── FRAGMENTO DE TEXTO ──

Pregunta – Las letras de tus canciones, y muchos de tus cuentos, hablan de cosas que le pueden pasar a cualquiera. ¿Algunas son cosas que realmente pasaron?

Respuesta – Mirá, hay mucha gente que confunde la literatura con la crónica periodística, más allá de que sea crónica de cosas que hayan pasado o de cosas que no hayan pasado. La crónica es un género muy importante, por cierto, pero hay muchos otros que no funcionan de la misma manera. En la crónica vos tenés una cosa, por una parte, y una manera de hablar de esa cosa, o de contar esa cosa, por otra. Esas maneras pueden incluir falsear la cosa, ocultarla, ayudarte a entenderla desde distintos ángulos, en fin, hay un montón de operaciones que se pueden hacer y que se hacen. Pero en la mayor parte del resto de la literatura, el asunto no funciona así. No hay por una parte cosas, y por otra parte maneras de contar esas cosas. Lo único que hay son las maneras, el contar. Pero el contar en este caso no es un contar “algo” en el sentido de que ese “algo” pueda existir más allá de ese acto por el cual lo contamos. Eso sólo se da en algunos casos muy particulares, como los cuentos clásicos infantiles. Pero en casi todo lo demás no. Hamlet, por ejemplo, no es una historia que esté en algún lugar virtual y que Shakespeare la haya bajado con ayuda de ciertas palabras. Hamlet es las palabras que Shakespeare escribió. Entonces la palabra “contar” es muy engañosa. Tiene muy poco sentido hablar de si pasaron o no pasaron las cosas de los cuentos, de las novelas, de la poesía, como de todas las expresiones artísticas. Por ejemplo, vos mirás el cuadro “Artigas en la Ciudadela”, de Blanes, y lo que importa no es si lo que hay en ese cuadro pasó o no pasó; si Artigas alguna vez estuvo con los brazos cruzados así, o con esa cara. El cuadro no trata de algo que pasó o no pasó; el cuadro mismo es algo que pasa. Es algo que les pasa por ejemplo a todos los miles de niños que pasan por las escuelas que tienen colgado ese cuadro; a vos te pasó, seguramente; a mí también me pasó.

P – Pero vos muchas veces hablás de cosas muy cotidianas.

R – Qué son las cosas cotidianas, ¿las que pasan todos los días? Yo no hablo mucho de esas cosas, y creo que las canciones y la literatura en general no hablan casi nunca, de ellas. Más bien se ocupan de las cosas que pasan una sola vez. De las cosas que se repiten todo el tiempo, como los movimientos de las moléculas, y esas cosas, los escritores no suelen hablar; salvo que lo planteen como marco de referencia para alguna cosa que haya pasado una sola vez. Son los científicos, más bien, los que hablan de las cosas que siempre pasan, de los procesos que se repiten, ya sea en la sociedad, o en la naturaleza, o en los sueños. Pero los escritores se ocupan más de lo puntual, de lo que no se repite.

P –Vos trabajás mucho con la repetición, sin embargo. ¿Lo hacés con alguna intención de fastidiar? ¿No tenés miedo de aburrir?

───
── INFORMACIÓN PROPORCIONADA ──

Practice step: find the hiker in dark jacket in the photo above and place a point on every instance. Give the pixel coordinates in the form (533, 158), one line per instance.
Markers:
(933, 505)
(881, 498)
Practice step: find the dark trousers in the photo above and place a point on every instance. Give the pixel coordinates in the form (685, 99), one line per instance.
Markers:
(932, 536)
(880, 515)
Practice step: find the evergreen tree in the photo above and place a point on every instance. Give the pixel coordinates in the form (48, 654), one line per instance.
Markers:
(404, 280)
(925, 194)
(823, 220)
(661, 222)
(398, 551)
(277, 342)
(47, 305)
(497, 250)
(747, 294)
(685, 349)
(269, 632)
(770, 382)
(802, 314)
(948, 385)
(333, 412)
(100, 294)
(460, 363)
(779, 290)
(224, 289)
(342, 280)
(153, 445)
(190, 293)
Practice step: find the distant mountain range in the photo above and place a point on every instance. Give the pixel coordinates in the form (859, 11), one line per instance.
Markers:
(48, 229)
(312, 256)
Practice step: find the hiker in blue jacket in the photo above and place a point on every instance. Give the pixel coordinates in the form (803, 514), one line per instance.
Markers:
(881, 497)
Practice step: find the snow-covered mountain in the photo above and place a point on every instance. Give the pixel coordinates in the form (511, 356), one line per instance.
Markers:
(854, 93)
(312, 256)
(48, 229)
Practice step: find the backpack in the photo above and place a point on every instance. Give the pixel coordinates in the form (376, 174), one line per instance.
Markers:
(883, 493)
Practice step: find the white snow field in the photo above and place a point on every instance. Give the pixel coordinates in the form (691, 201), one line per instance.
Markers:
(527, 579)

───

**CONSIGNA**. En la entrevista sobre literatura y canciones, ¿qué es Hamlet según quien responde?

**EJERCICIO RESUELTO**. Hamlet es las palabras que Shakespeare escribió.